▶ _What to work on_: Would you repeat the listing exactly but omit every picture?

Excerpts of pointing data
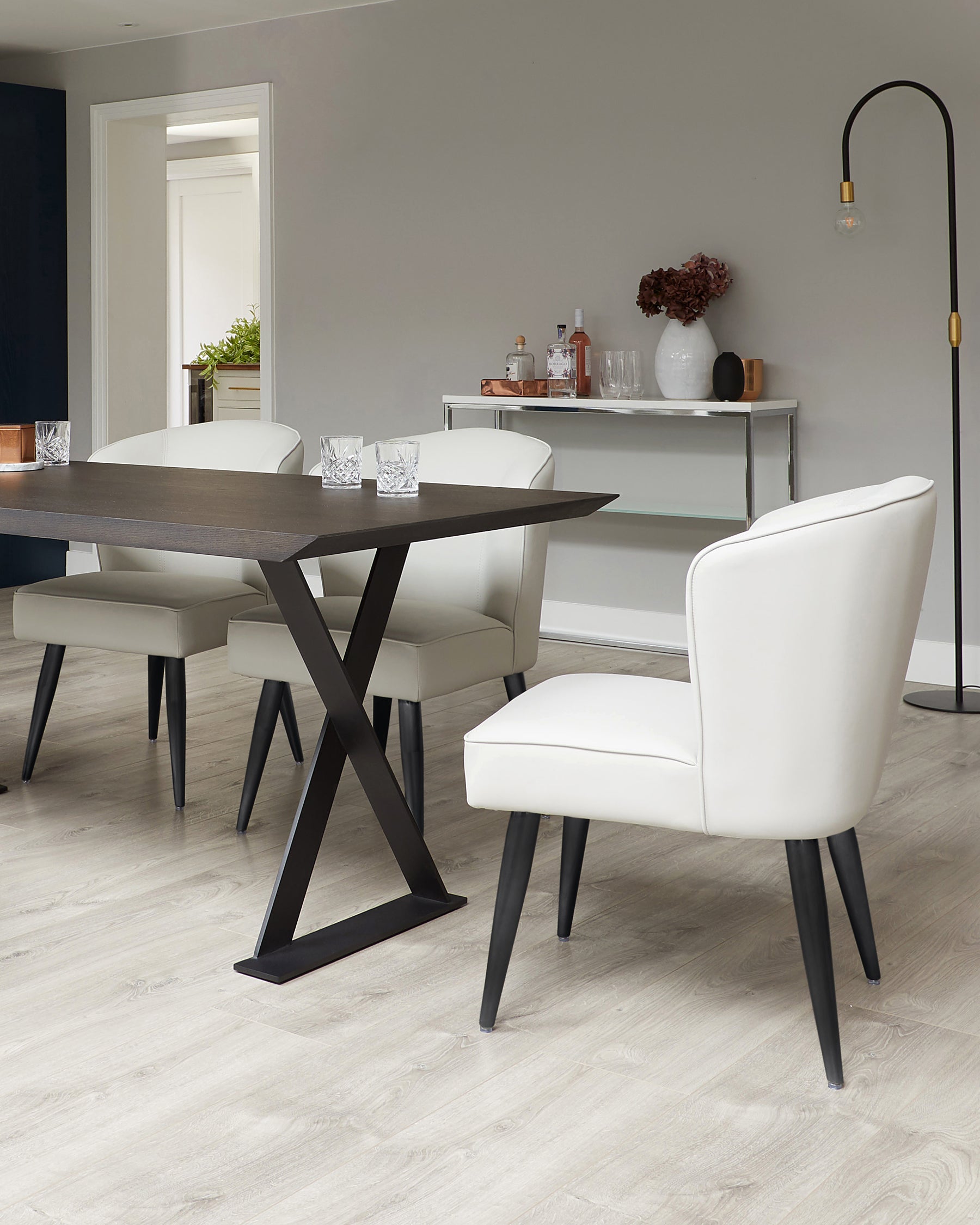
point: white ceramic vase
(684, 362)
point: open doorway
(182, 246)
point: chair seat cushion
(146, 613)
(429, 650)
(592, 745)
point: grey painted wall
(450, 173)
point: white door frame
(253, 96)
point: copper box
(17, 444)
(526, 388)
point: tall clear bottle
(582, 354)
(561, 366)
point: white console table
(700, 409)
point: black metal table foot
(346, 938)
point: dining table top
(261, 516)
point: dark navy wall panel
(33, 290)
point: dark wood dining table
(278, 521)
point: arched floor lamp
(849, 221)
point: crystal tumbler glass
(610, 375)
(52, 443)
(633, 375)
(397, 467)
(340, 460)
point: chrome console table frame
(746, 412)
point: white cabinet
(236, 396)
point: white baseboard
(81, 559)
(615, 628)
(932, 662)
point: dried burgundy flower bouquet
(684, 293)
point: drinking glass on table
(340, 456)
(610, 375)
(633, 374)
(397, 467)
(52, 443)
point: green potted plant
(239, 346)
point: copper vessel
(17, 444)
(752, 379)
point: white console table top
(625, 407)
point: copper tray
(525, 389)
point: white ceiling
(219, 129)
(70, 25)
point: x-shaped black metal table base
(347, 732)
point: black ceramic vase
(728, 376)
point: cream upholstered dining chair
(468, 608)
(799, 633)
(148, 602)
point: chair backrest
(232, 446)
(498, 574)
(800, 633)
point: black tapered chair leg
(51, 669)
(810, 901)
(290, 722)
(574, 834)
(515, 684)
(177, 724)
(155, 669)
(381, 719)
(413, 761)
(846, 856)
(270, 705)
(515, 874)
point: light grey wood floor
(662, 1066)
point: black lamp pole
(936, 700)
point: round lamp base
(946, 700)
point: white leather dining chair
(148, 602)
(468, 608)
(799, 635)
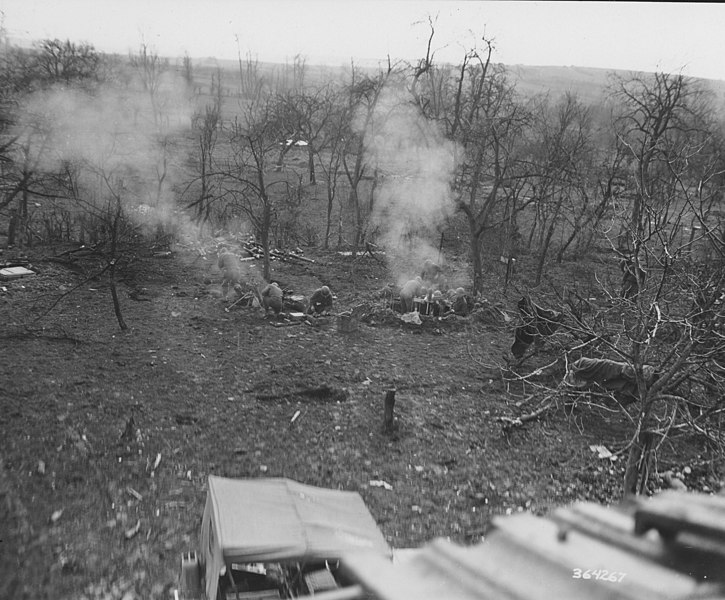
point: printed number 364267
(602, 574)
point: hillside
(589, 83)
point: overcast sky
(647, 36)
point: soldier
(432, 275)
(272, 298)
(631, 277)
(231, 270)
(410, 290)
(321, 301)
(460, 302)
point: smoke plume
(415, 165)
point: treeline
(106, 150)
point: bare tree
(558, 182)
(210, 125)
(250, 178)
(487, 120)
(364, 93)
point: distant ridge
(589, 83)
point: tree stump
(388, 413)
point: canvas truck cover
(278, 520)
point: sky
(638, 36)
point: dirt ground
(108, 436)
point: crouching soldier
(631, 277)
(231, 270)
(410, 290)
(459, 302)
(272, 298)
(321, 301)
(432, 275)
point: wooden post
(388, 415)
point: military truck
(276, 538)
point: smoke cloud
(113, 141)
(415, 164)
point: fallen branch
(509, 423)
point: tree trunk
(388, 411)
(639, 463)
(476, 262)
(311, 165)
(114, 295)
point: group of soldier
(431, 287)
(272, 296)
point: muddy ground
(108, 436)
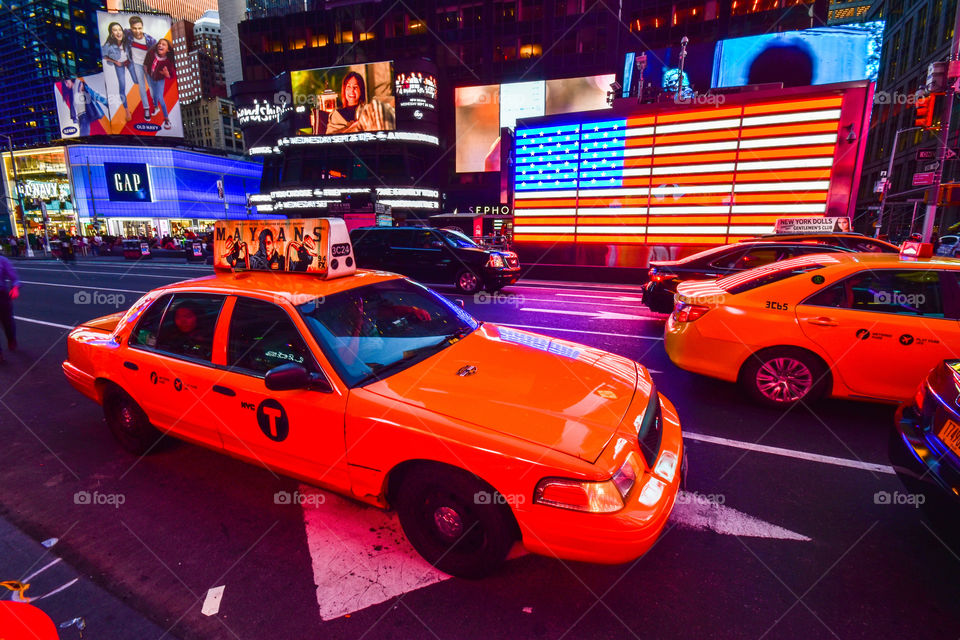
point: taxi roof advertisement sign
(814, 224)
(309, 245)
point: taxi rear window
(775, 272)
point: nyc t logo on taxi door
(272, 419)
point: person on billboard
(115, 53)
(268, 256)
(158, 66)
(357, 114)
(138, 44)
(89, 110)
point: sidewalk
(64, 595)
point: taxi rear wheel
(128, 422)
(457, 522)
(783, 376)
(468, 282)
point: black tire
(128, 422)
(457, 522)
(468, 282)
(783, 376)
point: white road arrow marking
(599, 315)
(695, 511)
(211, 604)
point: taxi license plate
(950, 435)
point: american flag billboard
(690, 175)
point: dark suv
(436, 256)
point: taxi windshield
(374, 331)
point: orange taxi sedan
(859, 326)
(380, 389)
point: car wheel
(457, 522)
(128, 423)
(783, 376)
(468, 282)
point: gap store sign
(128, 182)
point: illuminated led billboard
(821, 55)
(347, 99)
(482, 111)
(669, 175)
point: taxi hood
(557, 394)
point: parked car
(435, 256)
(665, 275)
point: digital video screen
(346, 99)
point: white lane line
(359, 554)
(211, 604)
(79, 286)
(593, 333)
(697, 512)
(100, 273)
(790, 453)
(44, 322)
(598, 315)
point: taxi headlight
(666, 466)
(496, 261)
(652, 492)
(589, 496)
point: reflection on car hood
(558, 394)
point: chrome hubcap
(784, 380)
(448, 522)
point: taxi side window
(262, 337)
(913, 292)
(145, 335)
(188, 325)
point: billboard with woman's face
(140, 75)
(347, 99)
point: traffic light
(924, 116)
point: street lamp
(886, 182)
(16, 187)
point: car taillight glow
(496, 261)
(685, 312)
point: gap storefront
(158, 191)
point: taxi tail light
(589, 496)
(685, 312)
(496, 261)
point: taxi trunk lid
(557, 394)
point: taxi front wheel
(457, 522)
(783, 376)
(128, 423)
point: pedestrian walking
(9, 291)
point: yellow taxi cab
(371, 385)
(857, 325)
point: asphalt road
(794, 541)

▶ _Output of the task_:
point: white ceramic vase
(684, 362)
point: open doorway
(182, 246)
point: chair seat cushion
(146, 613)
(429, 650)
(592, 745)
point: grey painted wall
(450, 173)
point: white door frame
(253, 96)
point: copper box
(17, 444)
(526, 388)
point: tall clear bottle
(582, 354)
(561, 366)
point: white console table
(700, 409)
point: black metal table foot
(346, 938)
point: dining table top
(261, 516)
point: dark navy wall panel
(33, 290)
point: dark wood dining table
(278, 521)
point: arched floor lamp
(849, 221)
point: crystal tumbler glass
(610, 375)
(52, 443)
(633, 375)
(397, 467)
(340, 460)
point: chrome console table frame
(746, 412)
point: white cabinet
(236, 396)
point: white baseboard
(81, 559)
(615, 628)
(932, 662)
point: dried burgundy flower bouquet
(684, 293)
point: drinking glass on table
(340, 456)
(610, 375)
(633, 374)
(397, 467)
(52, 443)
point: green potted plant
(239, 346)
point: copper vessel
(17, 444)
(752, 379)
point: white console table top
(625, 407)
point: copper tray
(525, 389)
point: white ceiling
(219, 129)
(70, 25)
point: x-shaped black metal table base
(347, 732)
point: black ceramic vase
(728, 376)
point: cream upholstered dining chair
(468, 608)
(799, 633)
(148, 602)
point: chair backrest
(232, 446)
(498, 574)
(800, 633)
point: black tapered chair leg
(51, 669)
(810, 901)
(290, 722)
(574, 834)
(515, 684)
(177, 724)
(155, 669)
(381, 719)
(413, 761)
(846, 856)
(270, 705)
(515, 874)
point: light grey wood floor
(662, 1066)
point: black lamp pole
(936, 700)
point: round lamp base
(946, 700)
point: white leather dining chair
(148, 602)
(468, 608)
(799, 635)
point: printed number 364267
(602, 574)
point: hillside
(589, 83)
point: overcast sky
(647, 36)
point: soldier
(432, 275)
(272, 298)
(631, 277)
(231, 270)
(410, 290)
(321, 301)
(460, 302)
point: smoke plume
(415, 165)
point: treeline
(106, 150)
point: bare tree
(558, 182)
(210, 125)
(250, 178)
(487, 120)
(364, 93)
point: distant ridge
(589, 83)
point: tree stump
(388, 413)
point: canvas truck cover
(278, 520)
point: sky
(638, 36)
point: dirt ground
(108, 436)
point: crouching soldier
(631, 277)
(231, 270)
(410, 290)
(459, 302)
(272, 298)
(321, 301)
(432, 275)
point: wooden post
(388, 415)
point: military truck
(276, 538)
point: smoke cloud
(113, 141)
(415, 164)
point: fallen branch
(509, 423)
point: tree trunk
(388, 411)
(639, 463)
(476, 262)
(311, 165)
(114, 295)
point: group of soldier
(431, 287)
(272, 296)
point: muddy ground
(108, 436)
point: taxi roof advertisement sign
(814, 224)
(309, 245)
point: taxi rear window
(775, 272)
point: nyc t logo on taxi door
(272, 419)
point: person on billboard
(115, 53)
(268, 256)
(158, 66)
(357, 114)
(138, 44)
(89, 110)
point: sidewalk
(64, 595)
point: taxi rear wheel
(128, 422)
(457, 522)
(783, 376)
(468, 282)
point: black tire
(128, 422)
(457, 522)
(468, 282)
(783, 376)
point: white road arrow marking
(599, 315)
(695, 511)
(211, 604)
point: taxi license plate
(950, 435)
point: american flag billboard
(690, 175)
point: dark suv
(436, 256)
point: taxi windshield
(374, 331)
point: orange taxi sedan
(859, 326)
(380, 389)
point: car wheel
(457, 522)
(128, 423)
(783, 376)
(468, 282)
point: gap store sign
(128, 182)
point: illuminated led billboard
(821, 55)
(347, 99)
(482, 111)
(669, 175)
point: taxi hood
(557, 394)
point: parked car
(435, 256)
(665, 275)
point: digital video screen
(346, 99)
point: white lane line
(359, 554)
(211, 604)
(79, 286)
(593, 333)
(697, 512)
(100, 273)
(790, 453)
(44, 322)
(598, 315)
point: taxi headlight
(666, 466)
(496, 261)
(652, 492)
(589, 496)
point: reflection on car hood
(558, 394)
point: chrome hubcap
(784, 380)
(448, 522)
point: taxi side window
(262, 337)
(913, 292)
(145, 335)
(188, 325)
point: billboard with woman's face
(140, 75)
(347, 99)
point: traffic light
(924, 116)
point: street lamp
(886, 182)
(16, 187)
point: car taillight glow
(496, 261)
(685, 312)
point: gap storefront
(158, 191)
point: taxi tail light
(589, 496)
(685, 312)
(496, 261)
point: taxi trunk lid
(557, 394)
point: taxi front wheel
(457, 522)
(783, 376)
(128, 423)
point: pedestrian walking
(9, 291)
point: yellow taxi cab
(371, 385)
(857, 325)
point: asphalt road
(794, 541)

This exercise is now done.